- EXCERPT PROVIDED
_ _ _

Yes, that's right ideally this condition should have prevented this,
but `data->next_timer_ns` is almost always greater than the actual
idle duration which seems inaccurate.

> 
> > ==================================================
> > Test Results
> > ==================================================
> > 
> > This issue can be clearly observed with the below test.
> > 
> > A test with multiple wakee threads and a single waker thread was run to
> > demonstrate this issue. The waker thread periodically wakes up the wakee
> > threads after a specific sleep duration, creating a repeating of sleep -> wake
> > pattern. The test was run for a stipulated period, and cpuidle statistics are
> > collected.

_ _ _

- JOB 1
Rename "condition" to "check" in the cpuidle excerpt, and give the passage that begins at the words "Yes, that's right" and stops after "the below test.".

Dataset items
_ _ _

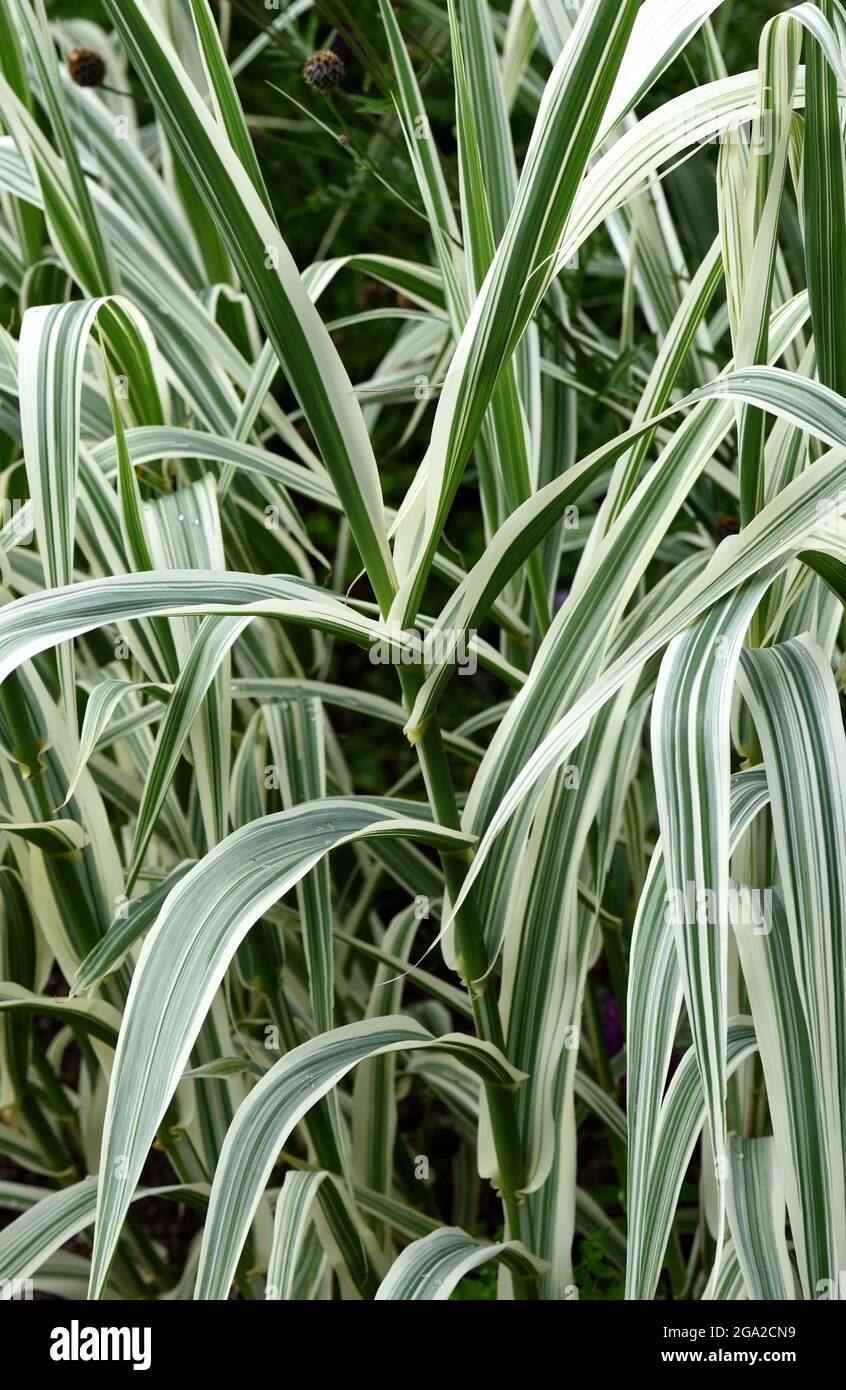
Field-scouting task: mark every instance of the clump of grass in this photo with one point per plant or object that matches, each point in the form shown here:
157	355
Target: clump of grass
424	776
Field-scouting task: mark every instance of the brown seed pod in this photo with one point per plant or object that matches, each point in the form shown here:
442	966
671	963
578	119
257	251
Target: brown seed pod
86	67
324	70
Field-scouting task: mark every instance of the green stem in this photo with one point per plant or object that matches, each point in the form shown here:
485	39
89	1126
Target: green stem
473	952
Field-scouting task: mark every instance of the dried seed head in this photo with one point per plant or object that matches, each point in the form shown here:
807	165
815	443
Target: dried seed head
324	70
86	67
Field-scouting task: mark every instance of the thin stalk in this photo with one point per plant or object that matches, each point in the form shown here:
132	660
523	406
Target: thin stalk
474	959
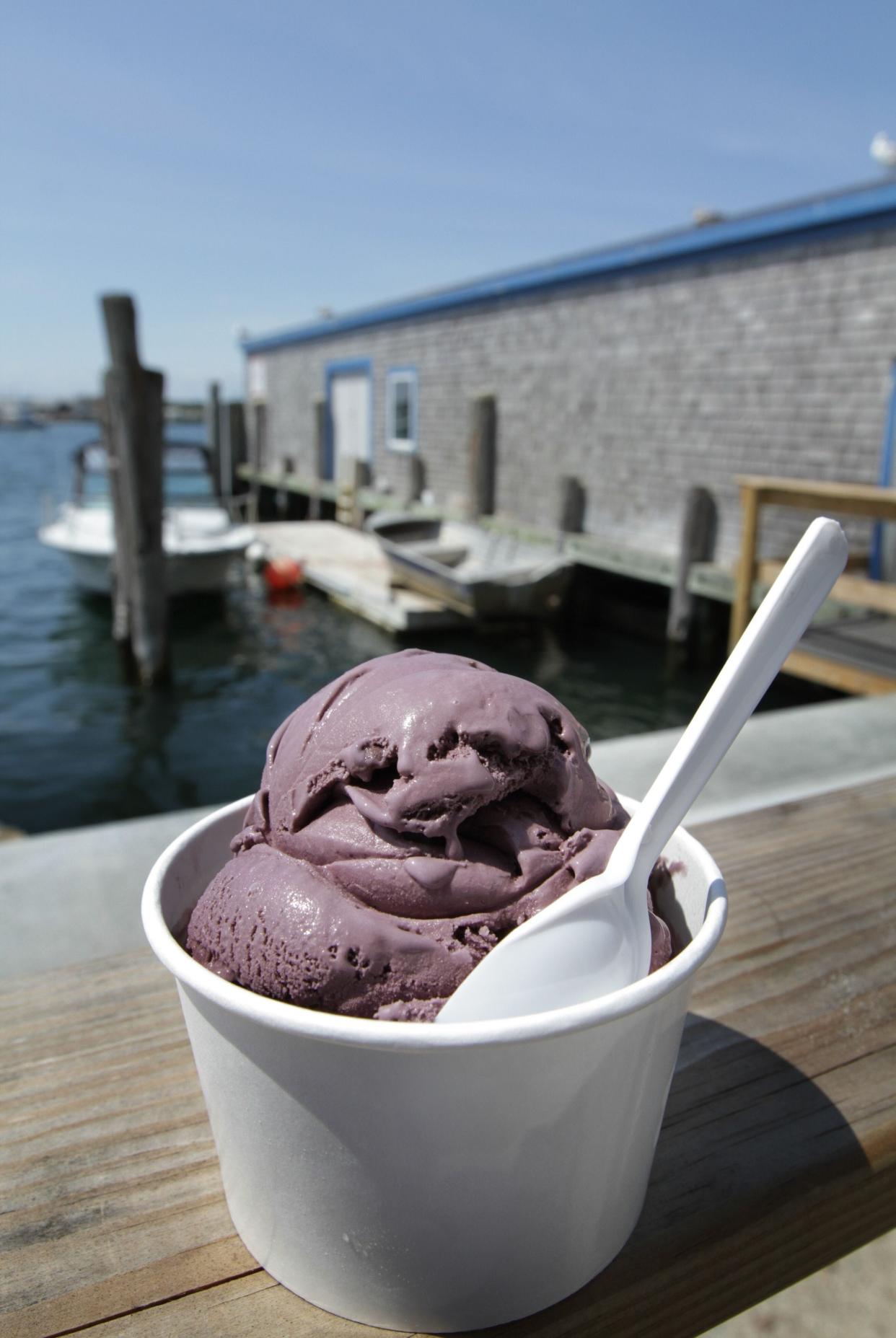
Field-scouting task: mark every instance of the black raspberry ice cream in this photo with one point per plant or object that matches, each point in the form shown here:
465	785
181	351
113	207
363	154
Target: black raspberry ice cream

_ _ _

- JOB 2
Duplicate the dataset items listing above line for line, leaving out the pictures.

- OUTPUT 1
Yes, that's right ideally this check should have prevented this,
but `data->next_timer_ns` is almost always greater than the actual
idle duration which seems inaccurate.

> 
> > ==================================================
> > Test Results
> > ==================================================
> > 
> > This issue can be clearly observed with the below test.

- OUTPUT 2
Field-scouting task: mark every instance of the clump of grass in this photo with one point per plant or object that matches, each point in the form shown here:
157	355
Target: clump of grass
424	776
Field-scouting task: mark every instance of the brown seed pod in this photo with one point per plant or object that matches, each point in the form shown here:
442	966
671	963
578	119
257	251
Target: brown seed pod
86	67
324	70
Field-scouting task: mark every instance of the green stem in this photo with one point per plant or object that matches, each point in the form shown here:
485	39
89	1126
Target: green stem
473	952
Field-scouting task: mark every instance of the dried seed head in this photo with one point per plant or object that matches, each point in the form shown here:
807	165
815	443
Target: dried seed head
324	70
86	67
Field-scouting task: mark every instance of the thin stalk in this photo with one point per plant or object that matches, each point in the form shown here:
132	660
523	406
Target: thin stalk
474	959
Field-scouting task: mark every instance of the black raspberry ice cream in this photo with one point per plant or object that matches, each point in the form shown here:
465	785
181	351
113	207
363	154
Target: black raspberry ice cream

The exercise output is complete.